Exercise
Locate each line of the data below that contains the string "soil". Copy those lines out in full.

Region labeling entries
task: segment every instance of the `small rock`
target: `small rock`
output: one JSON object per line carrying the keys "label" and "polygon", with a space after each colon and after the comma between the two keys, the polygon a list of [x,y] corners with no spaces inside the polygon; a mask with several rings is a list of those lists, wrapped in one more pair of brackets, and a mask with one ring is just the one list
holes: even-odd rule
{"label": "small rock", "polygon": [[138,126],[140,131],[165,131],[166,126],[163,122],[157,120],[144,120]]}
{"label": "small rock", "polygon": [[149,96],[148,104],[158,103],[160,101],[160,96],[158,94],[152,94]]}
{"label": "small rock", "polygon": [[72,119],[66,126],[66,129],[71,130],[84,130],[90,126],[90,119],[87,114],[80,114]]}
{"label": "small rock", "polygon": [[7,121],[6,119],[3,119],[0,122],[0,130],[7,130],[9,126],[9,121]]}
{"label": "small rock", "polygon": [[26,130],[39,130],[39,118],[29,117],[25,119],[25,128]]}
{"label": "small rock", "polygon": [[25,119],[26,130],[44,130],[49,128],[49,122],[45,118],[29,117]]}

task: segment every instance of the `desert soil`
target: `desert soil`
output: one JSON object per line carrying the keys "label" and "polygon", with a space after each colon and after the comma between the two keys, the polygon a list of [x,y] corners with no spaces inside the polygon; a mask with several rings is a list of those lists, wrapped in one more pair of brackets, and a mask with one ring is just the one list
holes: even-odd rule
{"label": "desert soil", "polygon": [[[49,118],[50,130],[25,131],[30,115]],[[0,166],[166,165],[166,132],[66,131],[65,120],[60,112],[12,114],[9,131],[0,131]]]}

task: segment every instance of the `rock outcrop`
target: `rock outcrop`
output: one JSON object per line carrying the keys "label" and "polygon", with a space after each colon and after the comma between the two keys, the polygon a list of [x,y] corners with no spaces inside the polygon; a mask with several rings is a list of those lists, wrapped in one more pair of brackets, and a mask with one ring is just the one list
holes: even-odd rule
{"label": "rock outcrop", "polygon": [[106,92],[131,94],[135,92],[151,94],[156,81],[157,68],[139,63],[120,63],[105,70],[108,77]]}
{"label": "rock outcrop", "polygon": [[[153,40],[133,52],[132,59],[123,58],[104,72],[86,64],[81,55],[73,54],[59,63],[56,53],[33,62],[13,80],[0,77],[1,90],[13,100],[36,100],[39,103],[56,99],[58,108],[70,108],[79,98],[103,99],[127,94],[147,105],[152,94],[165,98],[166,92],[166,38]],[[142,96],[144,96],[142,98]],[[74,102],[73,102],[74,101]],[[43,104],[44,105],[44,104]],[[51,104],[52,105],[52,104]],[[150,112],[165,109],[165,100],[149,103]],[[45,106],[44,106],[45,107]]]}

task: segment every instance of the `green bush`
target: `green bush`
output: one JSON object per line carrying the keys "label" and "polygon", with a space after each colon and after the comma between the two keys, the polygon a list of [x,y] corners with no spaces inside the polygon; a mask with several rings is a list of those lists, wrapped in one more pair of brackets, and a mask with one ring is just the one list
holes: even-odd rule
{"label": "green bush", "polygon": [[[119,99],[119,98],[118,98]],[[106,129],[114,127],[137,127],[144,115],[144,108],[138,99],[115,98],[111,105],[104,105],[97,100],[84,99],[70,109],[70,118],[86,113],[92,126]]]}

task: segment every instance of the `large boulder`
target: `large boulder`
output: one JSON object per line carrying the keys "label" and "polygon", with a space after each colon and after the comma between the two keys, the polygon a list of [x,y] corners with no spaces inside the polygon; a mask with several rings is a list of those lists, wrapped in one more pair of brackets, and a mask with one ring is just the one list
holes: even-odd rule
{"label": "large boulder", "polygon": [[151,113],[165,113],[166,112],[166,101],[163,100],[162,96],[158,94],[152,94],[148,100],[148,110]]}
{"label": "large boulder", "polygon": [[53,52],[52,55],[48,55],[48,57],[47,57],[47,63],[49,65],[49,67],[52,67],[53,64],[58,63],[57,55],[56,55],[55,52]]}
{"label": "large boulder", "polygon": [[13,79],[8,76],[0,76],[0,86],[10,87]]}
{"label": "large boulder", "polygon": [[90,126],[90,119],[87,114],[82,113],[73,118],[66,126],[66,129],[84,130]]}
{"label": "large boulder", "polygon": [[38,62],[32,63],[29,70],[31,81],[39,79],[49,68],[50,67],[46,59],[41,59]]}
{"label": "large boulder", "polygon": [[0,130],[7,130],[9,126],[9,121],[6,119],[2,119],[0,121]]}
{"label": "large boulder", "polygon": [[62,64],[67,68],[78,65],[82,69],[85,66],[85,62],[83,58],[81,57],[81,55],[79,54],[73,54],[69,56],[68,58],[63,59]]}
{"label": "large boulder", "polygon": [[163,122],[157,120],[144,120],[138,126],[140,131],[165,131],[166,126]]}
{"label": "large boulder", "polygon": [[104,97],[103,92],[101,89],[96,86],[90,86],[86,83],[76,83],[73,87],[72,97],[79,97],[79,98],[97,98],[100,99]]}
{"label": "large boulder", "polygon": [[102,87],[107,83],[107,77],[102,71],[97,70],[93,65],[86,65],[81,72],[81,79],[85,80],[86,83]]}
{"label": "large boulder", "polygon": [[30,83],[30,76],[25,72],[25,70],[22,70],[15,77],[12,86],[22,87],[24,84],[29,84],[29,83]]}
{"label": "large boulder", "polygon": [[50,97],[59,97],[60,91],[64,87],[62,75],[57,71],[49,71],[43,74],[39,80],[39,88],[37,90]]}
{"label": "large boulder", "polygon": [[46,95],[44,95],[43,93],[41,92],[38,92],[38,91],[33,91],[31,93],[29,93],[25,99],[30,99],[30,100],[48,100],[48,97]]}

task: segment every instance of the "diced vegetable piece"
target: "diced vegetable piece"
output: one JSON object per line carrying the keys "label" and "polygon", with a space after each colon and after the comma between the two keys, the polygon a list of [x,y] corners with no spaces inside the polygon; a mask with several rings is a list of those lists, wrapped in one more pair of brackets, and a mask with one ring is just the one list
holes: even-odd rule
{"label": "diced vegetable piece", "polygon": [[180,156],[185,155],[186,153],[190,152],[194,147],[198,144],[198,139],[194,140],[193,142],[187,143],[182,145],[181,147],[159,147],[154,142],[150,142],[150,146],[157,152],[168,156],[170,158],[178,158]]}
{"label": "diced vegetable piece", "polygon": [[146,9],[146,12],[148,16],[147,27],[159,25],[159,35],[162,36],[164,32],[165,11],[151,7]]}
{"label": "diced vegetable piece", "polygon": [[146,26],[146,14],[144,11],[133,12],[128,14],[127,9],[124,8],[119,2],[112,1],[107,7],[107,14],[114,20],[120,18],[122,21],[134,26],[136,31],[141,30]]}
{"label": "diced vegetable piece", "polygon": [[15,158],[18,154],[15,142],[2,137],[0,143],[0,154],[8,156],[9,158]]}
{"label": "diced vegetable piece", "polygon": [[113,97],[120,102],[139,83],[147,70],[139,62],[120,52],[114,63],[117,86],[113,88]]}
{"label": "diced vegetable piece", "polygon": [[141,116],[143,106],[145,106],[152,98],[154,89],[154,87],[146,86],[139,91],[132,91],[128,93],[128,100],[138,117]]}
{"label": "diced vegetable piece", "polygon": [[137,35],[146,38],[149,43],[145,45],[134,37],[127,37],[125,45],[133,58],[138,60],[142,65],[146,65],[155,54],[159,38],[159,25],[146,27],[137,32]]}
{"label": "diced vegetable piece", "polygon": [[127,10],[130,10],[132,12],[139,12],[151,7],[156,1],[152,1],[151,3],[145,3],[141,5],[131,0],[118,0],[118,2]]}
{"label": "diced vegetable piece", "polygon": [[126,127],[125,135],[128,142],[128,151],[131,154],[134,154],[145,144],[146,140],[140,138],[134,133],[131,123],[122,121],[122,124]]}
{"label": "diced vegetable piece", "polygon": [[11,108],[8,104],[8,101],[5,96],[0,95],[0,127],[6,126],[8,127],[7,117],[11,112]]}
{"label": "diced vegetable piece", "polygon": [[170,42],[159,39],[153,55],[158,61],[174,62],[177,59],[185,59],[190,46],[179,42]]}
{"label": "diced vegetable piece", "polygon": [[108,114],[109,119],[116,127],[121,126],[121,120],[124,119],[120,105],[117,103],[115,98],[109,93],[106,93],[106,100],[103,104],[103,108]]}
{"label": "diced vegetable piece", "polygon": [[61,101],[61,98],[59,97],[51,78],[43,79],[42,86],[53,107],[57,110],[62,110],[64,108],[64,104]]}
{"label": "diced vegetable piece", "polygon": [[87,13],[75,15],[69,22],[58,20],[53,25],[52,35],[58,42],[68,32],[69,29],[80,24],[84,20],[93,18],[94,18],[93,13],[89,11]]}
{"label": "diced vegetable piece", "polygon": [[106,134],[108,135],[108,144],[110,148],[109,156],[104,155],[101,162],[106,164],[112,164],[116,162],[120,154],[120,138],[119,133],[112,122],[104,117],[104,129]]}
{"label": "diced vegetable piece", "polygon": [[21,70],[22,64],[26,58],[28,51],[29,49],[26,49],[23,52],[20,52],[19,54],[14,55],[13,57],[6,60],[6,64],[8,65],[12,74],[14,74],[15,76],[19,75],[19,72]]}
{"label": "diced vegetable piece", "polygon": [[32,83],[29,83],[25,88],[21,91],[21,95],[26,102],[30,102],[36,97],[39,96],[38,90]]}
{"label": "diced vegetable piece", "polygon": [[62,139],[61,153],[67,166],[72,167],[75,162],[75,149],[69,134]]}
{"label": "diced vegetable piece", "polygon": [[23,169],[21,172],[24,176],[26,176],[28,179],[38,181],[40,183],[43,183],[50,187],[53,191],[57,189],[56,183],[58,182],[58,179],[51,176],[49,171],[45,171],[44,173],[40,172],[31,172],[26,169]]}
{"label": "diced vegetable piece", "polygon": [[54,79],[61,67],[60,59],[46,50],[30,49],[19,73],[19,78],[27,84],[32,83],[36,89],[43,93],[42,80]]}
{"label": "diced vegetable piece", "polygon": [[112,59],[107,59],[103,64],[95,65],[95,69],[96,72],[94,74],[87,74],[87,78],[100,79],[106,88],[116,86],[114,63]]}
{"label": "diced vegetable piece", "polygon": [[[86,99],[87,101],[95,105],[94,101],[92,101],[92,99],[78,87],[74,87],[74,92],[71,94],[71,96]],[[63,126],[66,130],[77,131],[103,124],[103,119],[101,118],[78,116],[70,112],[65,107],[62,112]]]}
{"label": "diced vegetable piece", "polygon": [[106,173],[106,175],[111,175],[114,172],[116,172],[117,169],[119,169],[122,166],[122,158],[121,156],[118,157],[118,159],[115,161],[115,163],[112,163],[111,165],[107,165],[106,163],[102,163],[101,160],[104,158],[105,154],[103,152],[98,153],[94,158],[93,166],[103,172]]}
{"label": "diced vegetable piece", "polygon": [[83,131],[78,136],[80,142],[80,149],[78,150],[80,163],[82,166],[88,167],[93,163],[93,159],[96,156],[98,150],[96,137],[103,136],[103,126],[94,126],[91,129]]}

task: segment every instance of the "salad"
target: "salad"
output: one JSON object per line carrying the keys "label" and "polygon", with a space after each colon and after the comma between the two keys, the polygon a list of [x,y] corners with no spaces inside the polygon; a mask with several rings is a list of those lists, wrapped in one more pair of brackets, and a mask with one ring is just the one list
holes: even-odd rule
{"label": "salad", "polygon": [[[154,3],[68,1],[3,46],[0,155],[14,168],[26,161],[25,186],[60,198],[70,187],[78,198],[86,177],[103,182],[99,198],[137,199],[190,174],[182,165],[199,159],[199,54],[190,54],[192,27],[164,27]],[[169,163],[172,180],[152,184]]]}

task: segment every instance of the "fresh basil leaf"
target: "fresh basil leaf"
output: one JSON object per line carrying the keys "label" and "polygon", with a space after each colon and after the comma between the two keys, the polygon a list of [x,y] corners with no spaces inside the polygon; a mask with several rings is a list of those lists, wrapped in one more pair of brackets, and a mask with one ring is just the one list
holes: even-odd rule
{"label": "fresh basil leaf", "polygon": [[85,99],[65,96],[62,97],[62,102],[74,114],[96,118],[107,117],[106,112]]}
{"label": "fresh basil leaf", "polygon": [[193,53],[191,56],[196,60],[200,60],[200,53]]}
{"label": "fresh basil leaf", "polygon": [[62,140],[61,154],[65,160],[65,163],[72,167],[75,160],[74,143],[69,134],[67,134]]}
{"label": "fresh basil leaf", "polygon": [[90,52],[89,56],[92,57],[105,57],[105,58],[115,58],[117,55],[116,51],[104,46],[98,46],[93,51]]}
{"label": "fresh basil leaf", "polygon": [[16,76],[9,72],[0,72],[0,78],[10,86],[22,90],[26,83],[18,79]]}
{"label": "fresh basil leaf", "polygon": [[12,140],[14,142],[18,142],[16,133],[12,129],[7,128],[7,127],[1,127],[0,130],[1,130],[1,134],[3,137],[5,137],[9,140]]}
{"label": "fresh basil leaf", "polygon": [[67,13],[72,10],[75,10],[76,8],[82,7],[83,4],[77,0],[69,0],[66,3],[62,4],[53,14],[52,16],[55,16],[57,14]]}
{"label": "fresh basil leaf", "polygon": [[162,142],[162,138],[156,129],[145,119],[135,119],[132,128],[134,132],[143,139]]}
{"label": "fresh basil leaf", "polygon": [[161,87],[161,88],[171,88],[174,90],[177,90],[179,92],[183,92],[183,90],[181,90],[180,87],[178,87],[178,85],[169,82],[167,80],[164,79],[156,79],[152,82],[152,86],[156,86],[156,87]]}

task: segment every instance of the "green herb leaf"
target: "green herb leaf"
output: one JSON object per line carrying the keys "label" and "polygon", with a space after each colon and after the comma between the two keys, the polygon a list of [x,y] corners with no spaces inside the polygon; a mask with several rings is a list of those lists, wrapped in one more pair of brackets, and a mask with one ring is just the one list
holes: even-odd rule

Worked solution
task: segment every instance of the `desert soil`
target: `desert soil`
{"label": "desert soil", "polygon": [[[49,118],[50,130],[25,131],[30,115]],[[0,166],[166,165],[166,132],[66,131],[65,120],[60,112],[12,114],[9,131],[0,131]]]}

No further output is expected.